### Texto selecionado
_ _ _

Eric é a nova minissérie da Netflix que apresenta um suspense cuja premissa é apenas a ponta do iceberg, revelando camadas sombrias e inesperadas fugindo do óbvio de sua proposta. É uma produção que tem o seu valor com tramas instigantes, sensíveis e emocionantes, mas que ainda assim contêm ressalvas que podem dividir opiniões. E vou te dizer o porquê.
Criado por Abi Morgan, Eric é ambientado em Nova York na década de 1980 e acompanha Vincent, um dos maiores ventríloquos da cidade e criador do famoso programa infantil ‘Good Day Sunshine’. Casado com Cassie, os dois têm um filho de nove anos chamado Edgar, que desaparece a caminho da escola repentinamente.
Desesperado e se sentindo culpado por ter deixado o filho ir sozinho à escola, Vincent fica cada vez mais nervoso e imprevisível, expondo os seus maiores defeitos e falhas. Enquanto a polícia inicia as buscas por Edgar, Vincent se apega aos desenhos de um monstro azul chamado Eric, feitos pelo menino. Com isso, ele se convence de que, se colocar o boneco no programa de TV onde trabalha, o garoto poderá voltar para casa.

_ _ _

Entradas de um conjunto de dados de apontamento:

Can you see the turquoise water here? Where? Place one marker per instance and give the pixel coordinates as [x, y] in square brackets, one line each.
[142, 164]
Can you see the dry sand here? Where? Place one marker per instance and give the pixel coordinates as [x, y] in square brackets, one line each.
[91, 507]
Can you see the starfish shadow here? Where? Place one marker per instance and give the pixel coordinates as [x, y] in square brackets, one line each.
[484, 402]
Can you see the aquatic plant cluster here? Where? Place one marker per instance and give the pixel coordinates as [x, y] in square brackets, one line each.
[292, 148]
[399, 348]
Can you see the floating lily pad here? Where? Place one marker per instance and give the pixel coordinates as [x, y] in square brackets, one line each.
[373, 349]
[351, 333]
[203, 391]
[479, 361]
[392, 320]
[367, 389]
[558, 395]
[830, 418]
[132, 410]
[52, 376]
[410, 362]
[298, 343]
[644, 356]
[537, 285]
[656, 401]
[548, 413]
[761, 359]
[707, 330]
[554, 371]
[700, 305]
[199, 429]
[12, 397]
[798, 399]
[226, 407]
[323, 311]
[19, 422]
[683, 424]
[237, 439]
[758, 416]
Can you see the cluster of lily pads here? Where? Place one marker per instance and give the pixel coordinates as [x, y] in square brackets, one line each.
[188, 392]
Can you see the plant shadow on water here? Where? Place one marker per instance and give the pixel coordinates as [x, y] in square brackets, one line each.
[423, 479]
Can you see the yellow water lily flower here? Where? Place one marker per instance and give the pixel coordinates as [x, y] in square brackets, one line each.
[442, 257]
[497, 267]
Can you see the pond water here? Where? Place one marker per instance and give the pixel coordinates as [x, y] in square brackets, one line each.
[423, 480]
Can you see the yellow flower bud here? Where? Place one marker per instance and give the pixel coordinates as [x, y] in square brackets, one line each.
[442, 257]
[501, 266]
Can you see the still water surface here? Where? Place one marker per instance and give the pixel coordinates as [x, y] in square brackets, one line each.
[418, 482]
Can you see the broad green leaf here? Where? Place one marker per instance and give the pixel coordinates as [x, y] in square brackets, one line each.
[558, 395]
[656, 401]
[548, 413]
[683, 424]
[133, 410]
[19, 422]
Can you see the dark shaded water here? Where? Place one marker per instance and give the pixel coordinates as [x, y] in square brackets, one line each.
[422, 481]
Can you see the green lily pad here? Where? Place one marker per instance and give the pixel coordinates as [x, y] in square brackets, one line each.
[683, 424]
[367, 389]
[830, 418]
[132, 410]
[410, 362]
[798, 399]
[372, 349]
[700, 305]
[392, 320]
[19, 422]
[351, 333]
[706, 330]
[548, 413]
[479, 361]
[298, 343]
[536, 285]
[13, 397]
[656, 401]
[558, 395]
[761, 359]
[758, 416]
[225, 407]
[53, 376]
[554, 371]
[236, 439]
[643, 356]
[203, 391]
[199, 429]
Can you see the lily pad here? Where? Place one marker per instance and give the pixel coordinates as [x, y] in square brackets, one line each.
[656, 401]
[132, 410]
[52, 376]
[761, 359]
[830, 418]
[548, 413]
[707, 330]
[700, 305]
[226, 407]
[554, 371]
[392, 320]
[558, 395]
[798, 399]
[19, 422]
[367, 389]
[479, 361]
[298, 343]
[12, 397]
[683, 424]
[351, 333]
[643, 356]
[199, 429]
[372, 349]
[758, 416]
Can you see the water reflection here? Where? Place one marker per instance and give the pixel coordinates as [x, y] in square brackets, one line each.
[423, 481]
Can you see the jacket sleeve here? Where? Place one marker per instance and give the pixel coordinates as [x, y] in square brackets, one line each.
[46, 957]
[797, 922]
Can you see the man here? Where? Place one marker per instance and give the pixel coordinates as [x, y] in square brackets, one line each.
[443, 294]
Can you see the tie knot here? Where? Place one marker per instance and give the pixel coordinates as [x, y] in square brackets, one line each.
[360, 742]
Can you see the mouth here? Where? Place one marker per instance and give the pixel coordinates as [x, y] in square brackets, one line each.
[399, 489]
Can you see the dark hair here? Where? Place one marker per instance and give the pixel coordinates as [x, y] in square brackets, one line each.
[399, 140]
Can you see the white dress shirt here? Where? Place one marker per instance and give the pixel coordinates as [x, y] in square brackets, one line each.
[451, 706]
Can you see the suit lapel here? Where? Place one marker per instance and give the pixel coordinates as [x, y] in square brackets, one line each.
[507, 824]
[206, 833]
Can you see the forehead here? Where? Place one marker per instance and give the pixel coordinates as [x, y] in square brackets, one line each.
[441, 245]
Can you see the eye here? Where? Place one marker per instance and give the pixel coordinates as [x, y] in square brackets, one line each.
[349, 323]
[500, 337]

_ _ _

### Objetivos
- 1) Responda com base no texto sobre a minissérie Eric:
(a) Em que cidade e em que década a história se passa?
(b) Qual é o nome do programa infantil criado por Vincent?
(c) Quantos anos tem Edgar?
- 2) Dê sequência ao texto sobre a minissérie Eric a partir do ponto em que ele termina.

### Respostas por tarefa
- 1)
(a) Em Nova York, na década de 1980.
(b) 'Good Day Sunshine'.
(c) Nove anos.

- 2)
Mas o comportamento destrutivo de Vincent afasta familiares, colegas de trabalho e os detetives que ajudam na busca pelo garoto. Com isso, Vincent passa a ver Eric, um delírio criado por necessidade, com o objetivo não só de encontrar o filho, mas também expor as vulnerabilidades e quem realmente Vincent é.
Em primeiro lugar, preciso dizer que a nova minissérie Eric funciona como maratona, ou seja, precisa ser assistida em uma tacada só. Se a produção fosse exibida semanalmente, a história não funcionaria tão bem e, talvez, afastaria o público, que largaria a série pela metade ou, até mesmo, no começo.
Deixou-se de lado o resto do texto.